[START OF Dataset entries]

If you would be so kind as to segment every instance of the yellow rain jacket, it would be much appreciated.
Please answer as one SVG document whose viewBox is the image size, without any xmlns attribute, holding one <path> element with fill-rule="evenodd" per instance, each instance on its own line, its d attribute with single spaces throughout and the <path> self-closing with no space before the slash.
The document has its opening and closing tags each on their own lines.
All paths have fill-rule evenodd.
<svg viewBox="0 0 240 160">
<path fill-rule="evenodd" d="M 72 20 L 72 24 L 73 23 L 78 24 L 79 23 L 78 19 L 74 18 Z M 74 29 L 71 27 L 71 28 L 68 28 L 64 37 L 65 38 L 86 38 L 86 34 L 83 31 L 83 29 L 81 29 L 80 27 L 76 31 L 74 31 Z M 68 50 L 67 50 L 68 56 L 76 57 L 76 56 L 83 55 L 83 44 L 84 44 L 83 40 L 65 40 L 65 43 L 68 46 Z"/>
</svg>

[END OF Dataset entries]

> **What you need to do**
Can you turn the data above into a numbered list with one item per line, leaving out any blank lines?

> **Answer to the exercise**
1. If you would be so kind as to segment every instance of the yellow rain jacket, it would be much appreciated.
2. Please answer as one SVG document whose viewBox is the image size, without any xmlns attribute, holding one <path> element with fill-rule="evenodd" per instance, each instance on its own line, its d attribute with single spaces throughout and the <path> self-closing with no space before the slash.
3. The document has its opening and closing tags each on their own lines.
4. All paths have fill-rule evenodd.
5. <svg viewBox="0 0 240 160">
6. <path fill-rule="evenodd" d="M 72 20 L 72 24 L 73 23 L 78 24 L 79 23 L 78 19 L 74 18 Z M 74 29 L 71 27 L 71 28 L 68 28 L 64 37 L 65 38 L 86 38 L 86 34 L 83 31 L 83 29 L 81 29 L 80 27 L 76 31 L 74 31 Z M 68 50 L 67 50 L 68 56 L 76 57 L 76 56 L 83 55 L 83 44 L 84 44 L 83 40 L 65 40 L 65 43 L 68 46 Z"/>
7. </svg>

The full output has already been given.